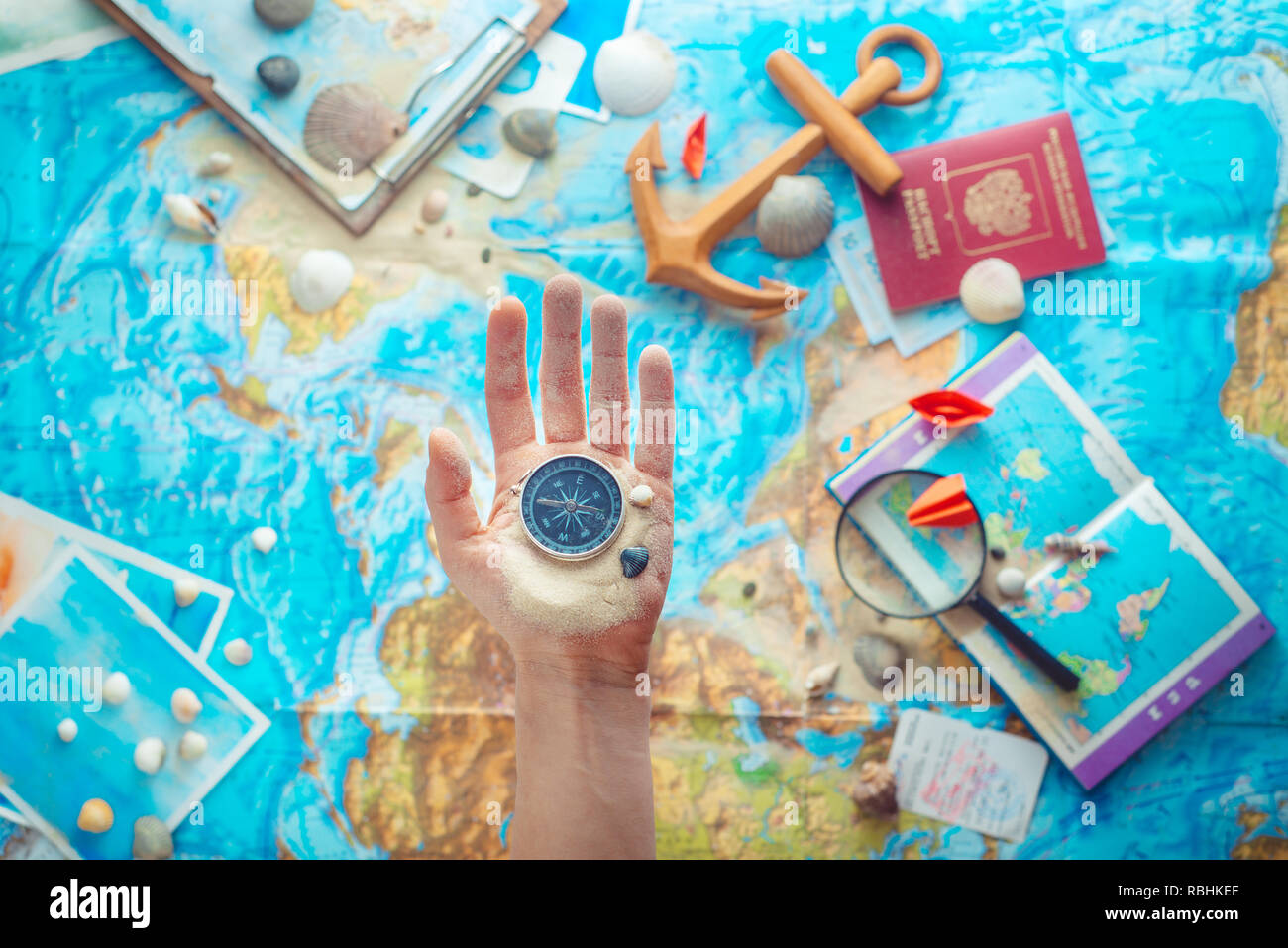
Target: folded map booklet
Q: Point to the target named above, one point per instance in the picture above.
(1147, 627)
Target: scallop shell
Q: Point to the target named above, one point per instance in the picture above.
(184, 704)
(876, 790)
(320, 279)
(95, 817)
(531, 130)
(874, 655)
(237, 652)
(185, 591)
(992, 290)
(150, 755)
(634, 559)
(795, 217)
(265, 539)
(351, 123)
(153, 839)
(191, 214)
(634, 72)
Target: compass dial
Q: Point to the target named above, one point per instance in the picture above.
(571, 506)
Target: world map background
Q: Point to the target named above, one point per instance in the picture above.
(389, 697)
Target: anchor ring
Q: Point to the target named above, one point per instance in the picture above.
(898, 33)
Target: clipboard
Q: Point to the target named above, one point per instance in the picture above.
(219, 64)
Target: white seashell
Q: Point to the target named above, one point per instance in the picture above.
(191, 214)
(237, 652)
(434, 206)
(150, 755)
(184, 706)
(820, 678)
(116, 687)
(1010, 581)
(795, 217)
(95, 817)
(992, 291)
(153, 839)
(348, 125)
(192, 745)
(215, 163)
(634, 72)
(320, 279)
(185, 591)
(263, 539)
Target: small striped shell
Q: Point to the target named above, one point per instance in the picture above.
(795, 217)
(634, 559)
(351, 123)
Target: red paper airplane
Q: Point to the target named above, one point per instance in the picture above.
(953, 407)
(695, 156)
(944, 504)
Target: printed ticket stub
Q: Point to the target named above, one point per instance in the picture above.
(1018, 192)
(982, 780)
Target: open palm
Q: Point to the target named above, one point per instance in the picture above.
(550, 609)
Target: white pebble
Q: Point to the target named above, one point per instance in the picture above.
(1010, 582)
(434, 206)
(820, 679)
(992, 291)
(116, 687)
(184, 706)
(185, 591)
(263, 539)
(237, 652)
(192, 745)
(150, 755)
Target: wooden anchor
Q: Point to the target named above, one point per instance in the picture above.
(679, 252)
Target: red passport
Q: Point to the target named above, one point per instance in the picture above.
(1018, 192)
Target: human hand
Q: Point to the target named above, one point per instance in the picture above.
(583, 617)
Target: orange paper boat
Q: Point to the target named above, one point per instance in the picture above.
(944, 504)
(695, 156)
(953, 407)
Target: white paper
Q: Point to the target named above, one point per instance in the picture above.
(977, 779)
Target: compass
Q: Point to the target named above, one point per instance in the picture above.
(571, 506)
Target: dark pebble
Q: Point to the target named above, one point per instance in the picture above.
(278, 73)
(282, 14)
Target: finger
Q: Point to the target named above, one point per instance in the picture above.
(447, 491)
(509, 403)
(563, 399)
(655, 441)
(609, 377)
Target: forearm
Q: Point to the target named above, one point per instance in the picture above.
(585, 780)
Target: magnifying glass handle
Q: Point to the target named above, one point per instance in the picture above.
(1054, 669)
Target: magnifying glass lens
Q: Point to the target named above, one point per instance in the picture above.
(901, 570)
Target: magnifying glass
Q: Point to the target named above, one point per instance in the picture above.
(913, 572)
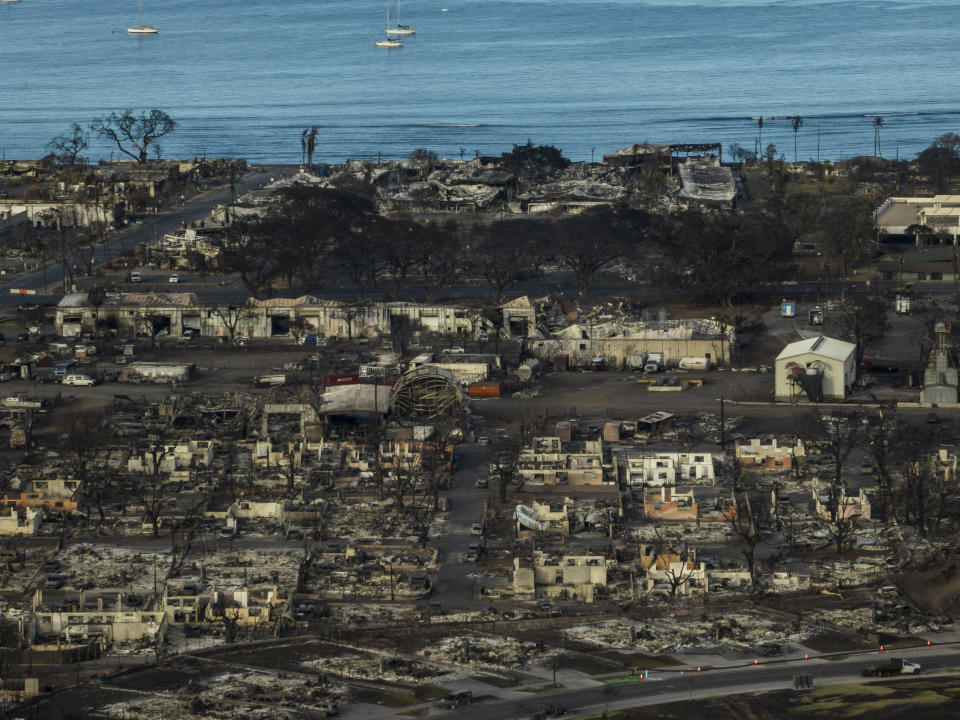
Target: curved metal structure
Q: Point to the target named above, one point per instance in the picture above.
(427, 392)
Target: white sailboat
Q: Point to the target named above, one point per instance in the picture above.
(400, 29)
(388, 42)
(141, 28)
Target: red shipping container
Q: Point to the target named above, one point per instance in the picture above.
(341, 379)
(484, 390)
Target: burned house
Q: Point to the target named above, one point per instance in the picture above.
(566, 577)
(548, 461)
(158, 314)
(651, 468)
(616, 342)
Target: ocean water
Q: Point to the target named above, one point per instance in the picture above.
(244, 78)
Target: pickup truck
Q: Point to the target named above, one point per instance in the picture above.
(20, 401)
(893, 666)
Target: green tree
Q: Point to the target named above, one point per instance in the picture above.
(588, 241)
(134, 134)
(941, 161)
(534, 163)
(717, 258)
(69, 145)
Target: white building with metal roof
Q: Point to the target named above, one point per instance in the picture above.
(815, 369)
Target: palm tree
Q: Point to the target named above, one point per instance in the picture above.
(796, 123)
(311, 146)
(877, 124)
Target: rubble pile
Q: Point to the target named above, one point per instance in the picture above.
(97, 566)
(254, 567)
(888, 617)
(739, 632)
(478, 650)
(368, 666)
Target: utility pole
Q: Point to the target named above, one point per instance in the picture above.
(723, 430)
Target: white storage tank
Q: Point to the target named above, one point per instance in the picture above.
(637, 360)
(694, 363)
(528, 370)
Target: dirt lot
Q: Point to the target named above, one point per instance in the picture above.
(938, 698)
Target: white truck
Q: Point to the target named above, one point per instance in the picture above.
(654, 363)
(893, 666)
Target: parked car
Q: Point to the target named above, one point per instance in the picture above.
(79, 381)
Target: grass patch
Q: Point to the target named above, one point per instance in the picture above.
(390, 698)
(641, 660)
(427, 692)
(498, 681)
(856, 689)
(838, 642)
(929, 697)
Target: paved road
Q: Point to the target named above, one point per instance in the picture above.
(664, 687)
(452, 586)
(198, 208)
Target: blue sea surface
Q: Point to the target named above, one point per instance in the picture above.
(245, 78)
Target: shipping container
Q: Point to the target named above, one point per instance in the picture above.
(695, 363)
(611, 432)
(529, 370)
(341, 379)
(484, 389)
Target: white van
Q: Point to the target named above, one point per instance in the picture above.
(79, 380)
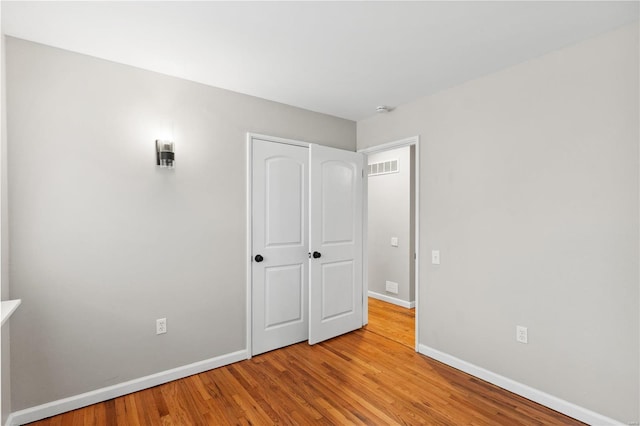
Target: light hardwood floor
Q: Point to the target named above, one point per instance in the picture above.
(371, 376)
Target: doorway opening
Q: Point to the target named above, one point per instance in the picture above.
(392, 240)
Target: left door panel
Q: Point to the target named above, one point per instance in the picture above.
(280, 246)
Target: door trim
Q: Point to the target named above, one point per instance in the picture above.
(249, 216)
(411, 141)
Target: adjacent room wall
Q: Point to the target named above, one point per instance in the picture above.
(389, 199)
(529, 187)
(5, 353)
(103, 242)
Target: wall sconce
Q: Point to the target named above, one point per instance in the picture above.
(165, 155)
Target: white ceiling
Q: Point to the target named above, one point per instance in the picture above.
(338, 58)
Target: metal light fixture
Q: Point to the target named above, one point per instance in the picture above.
(165, 155)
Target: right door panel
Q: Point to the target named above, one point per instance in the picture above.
(335, 293)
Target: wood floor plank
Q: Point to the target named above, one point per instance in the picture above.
(371, 376)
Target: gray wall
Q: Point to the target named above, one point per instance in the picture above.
(389, 200)
(103, 242)
(529, 187)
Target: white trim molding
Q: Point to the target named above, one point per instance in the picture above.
(393, 300)
(543, 398)
(60, 406)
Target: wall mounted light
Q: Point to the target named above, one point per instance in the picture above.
(165, 155)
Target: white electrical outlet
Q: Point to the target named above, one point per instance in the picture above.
(392, 287)
(161, 326)
(521, 334)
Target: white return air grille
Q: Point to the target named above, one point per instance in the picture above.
(383, 168)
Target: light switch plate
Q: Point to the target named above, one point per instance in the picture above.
(435, 257)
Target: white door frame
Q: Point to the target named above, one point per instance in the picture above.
(249, 242)
(412, 141)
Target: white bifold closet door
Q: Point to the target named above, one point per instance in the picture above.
(306, 244)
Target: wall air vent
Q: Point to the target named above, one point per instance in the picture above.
(383, 168)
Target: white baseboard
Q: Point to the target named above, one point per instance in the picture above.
(60, 406)
(394, 300)
(557, 404)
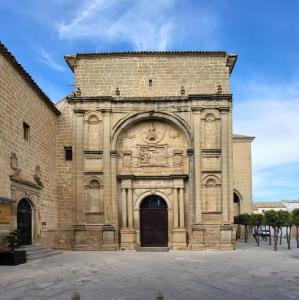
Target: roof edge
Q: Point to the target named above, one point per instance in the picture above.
(243, 137)
(26, 76)
(72, 58)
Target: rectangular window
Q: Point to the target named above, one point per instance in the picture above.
(68, 153)
(26, 131)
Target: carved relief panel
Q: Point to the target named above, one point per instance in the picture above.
(152, 147)
(211, 130)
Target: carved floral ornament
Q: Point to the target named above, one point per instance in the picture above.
(38, 172)
(14, 161)
(153, 134)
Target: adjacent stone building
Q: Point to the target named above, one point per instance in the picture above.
(142, 154)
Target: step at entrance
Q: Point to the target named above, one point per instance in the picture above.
(153, 249)
(38, 251)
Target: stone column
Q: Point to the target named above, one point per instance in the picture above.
(182, 208)
(78, 151)
(127, 232)
(225, 165)
(197, 219)
(175, 208)
(130, 208)
(179, 236)
(107, 166)
(230, 169)
(114, 198)
(124, 208)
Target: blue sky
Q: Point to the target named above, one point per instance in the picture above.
(265, 81)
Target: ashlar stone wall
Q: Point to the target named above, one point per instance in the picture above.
(26, 160)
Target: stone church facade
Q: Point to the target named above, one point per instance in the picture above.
(141, 154)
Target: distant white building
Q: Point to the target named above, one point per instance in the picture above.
(287, 205)
(291, 204)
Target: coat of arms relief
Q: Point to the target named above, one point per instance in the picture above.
(153, 147)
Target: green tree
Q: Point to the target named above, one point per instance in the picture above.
(245, 220)
(295, 220)
(238, 232)
(256, 221)
(13, 240)
(276, 219)
(288, 225)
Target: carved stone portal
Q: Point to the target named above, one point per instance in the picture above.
(152, 147)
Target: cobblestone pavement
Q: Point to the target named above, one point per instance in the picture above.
(247, 273)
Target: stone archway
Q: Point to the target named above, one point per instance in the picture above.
(152, 156)
(24, 221)
(153, 222)
(237, 204)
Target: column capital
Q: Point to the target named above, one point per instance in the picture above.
(190, 152)
(224, 110)
(196, 109)
(105, 111)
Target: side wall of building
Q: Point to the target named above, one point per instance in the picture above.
(242, 172)
(19, 158)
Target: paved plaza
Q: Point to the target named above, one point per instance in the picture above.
(247, 273)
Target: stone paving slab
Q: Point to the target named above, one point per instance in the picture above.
(247, 273)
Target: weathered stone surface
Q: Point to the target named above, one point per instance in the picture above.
(146, 140)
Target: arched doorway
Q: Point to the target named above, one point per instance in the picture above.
(24, 221)
(154, 222)
(236, 204)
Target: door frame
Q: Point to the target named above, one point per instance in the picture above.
(31, 219)
(166, 216)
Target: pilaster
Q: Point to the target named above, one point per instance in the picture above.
(78, 191)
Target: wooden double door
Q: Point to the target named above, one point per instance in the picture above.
(24, 222)
(154, 222)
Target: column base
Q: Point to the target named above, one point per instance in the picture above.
(127, 238)
(179, 239)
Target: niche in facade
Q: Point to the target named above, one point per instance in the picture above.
(211, 190)
(211, 131)
(93, 129)
(94, 196)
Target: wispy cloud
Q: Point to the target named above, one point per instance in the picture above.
(270, 112)
(47, 59)
(147, 25)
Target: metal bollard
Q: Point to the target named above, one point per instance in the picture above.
(159, 297)
(75, 296)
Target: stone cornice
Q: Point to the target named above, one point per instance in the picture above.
(243, 138)
(172, 176)
(73, 58)
(156, 99)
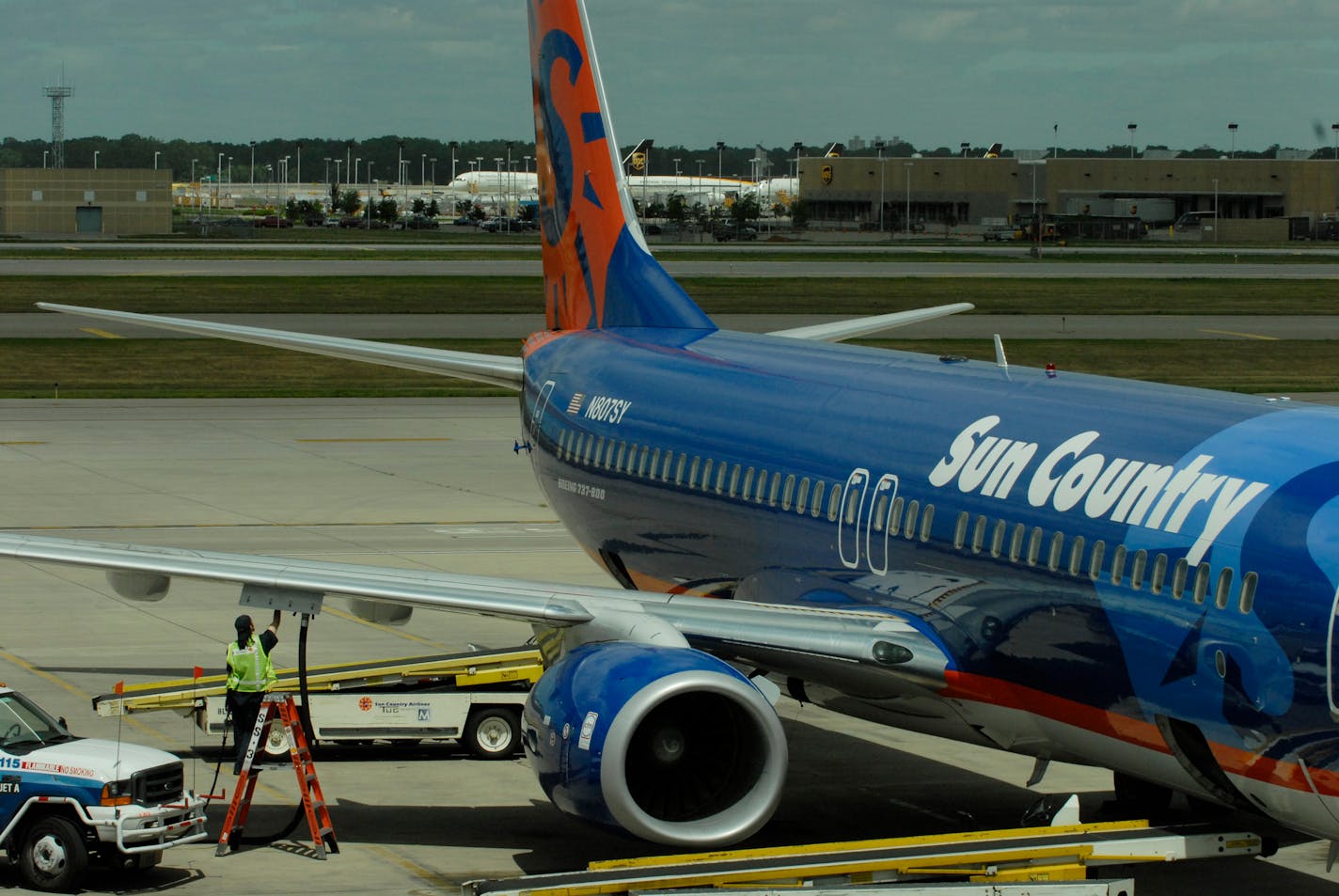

▸ Short task
Show every line of the records that contains the string "pebble", where a match must have the same letter case.

▸ Solved exercise
Target: white pebble
Target: dark pebble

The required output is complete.